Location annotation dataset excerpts
╔══
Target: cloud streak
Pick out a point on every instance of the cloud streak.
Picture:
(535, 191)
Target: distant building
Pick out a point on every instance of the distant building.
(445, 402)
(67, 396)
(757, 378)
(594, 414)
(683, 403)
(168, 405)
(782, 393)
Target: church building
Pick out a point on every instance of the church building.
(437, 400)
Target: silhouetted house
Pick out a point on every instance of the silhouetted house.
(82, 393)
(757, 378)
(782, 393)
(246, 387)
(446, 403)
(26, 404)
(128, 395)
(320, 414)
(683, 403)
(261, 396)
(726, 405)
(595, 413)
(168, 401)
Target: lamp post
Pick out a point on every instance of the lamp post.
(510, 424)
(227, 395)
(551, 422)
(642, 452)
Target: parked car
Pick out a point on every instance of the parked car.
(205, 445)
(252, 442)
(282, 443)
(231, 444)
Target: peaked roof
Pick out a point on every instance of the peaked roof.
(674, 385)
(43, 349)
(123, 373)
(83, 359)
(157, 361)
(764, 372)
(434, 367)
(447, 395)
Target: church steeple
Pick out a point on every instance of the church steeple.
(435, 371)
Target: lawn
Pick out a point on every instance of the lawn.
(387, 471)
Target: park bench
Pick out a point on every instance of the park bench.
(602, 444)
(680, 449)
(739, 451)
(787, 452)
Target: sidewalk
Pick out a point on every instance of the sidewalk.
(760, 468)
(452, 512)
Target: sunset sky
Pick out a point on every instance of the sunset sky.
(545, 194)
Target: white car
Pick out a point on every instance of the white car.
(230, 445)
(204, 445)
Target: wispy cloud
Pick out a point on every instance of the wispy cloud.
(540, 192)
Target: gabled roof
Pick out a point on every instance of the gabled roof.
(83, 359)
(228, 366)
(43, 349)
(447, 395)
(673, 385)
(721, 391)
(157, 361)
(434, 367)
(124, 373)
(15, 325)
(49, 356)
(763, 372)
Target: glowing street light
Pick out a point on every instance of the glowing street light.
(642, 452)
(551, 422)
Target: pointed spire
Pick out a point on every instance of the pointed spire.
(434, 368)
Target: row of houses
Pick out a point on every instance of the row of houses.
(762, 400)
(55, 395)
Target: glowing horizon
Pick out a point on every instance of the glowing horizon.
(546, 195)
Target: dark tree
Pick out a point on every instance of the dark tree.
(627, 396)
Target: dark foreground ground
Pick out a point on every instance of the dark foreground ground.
╚══
What the task asks
Nothing outside the span should appear: transcribe the lines from the one containing "Target: white car" through the last line of the records.

Response for this exercise
Target: white car
Pick out a point on every instance of the white car.
(230, 445)
(204, 445)
Target: wispy cloud
Pick out a point on every instance of the wispy cloud.
(540, 192)
Target: gabled roof
Pick out a point on every instance of the gabled roof.
(83, 359)
(228, 366)
(43, 349)
(447, 395)
(673, 385)
(721, 391)
(157, 361)
(434, 367)
(124, 373)
(15, 325)
(49, 356)
(763, 372)
Target: glowing street light
Pick out a point on every instance of the glowing street light.
(642, 452)
(551, 422)
Target: pointed spire
Pick out a point on every instance of the pointed spire.
(434, 368)
Target: row of houses
Pick out a point on every instance of the row of houses.
(762, 400)
(55, 395)
Target: glowing horizon
Pick out a point on every instance of the glowing horizon.
(546, 195)
Target: dark tree
Pick out a point on every instance of the dark tree.
(627, 396)
Target: dark foreground ground
Pick out a point on every instance of the dark foreground ground.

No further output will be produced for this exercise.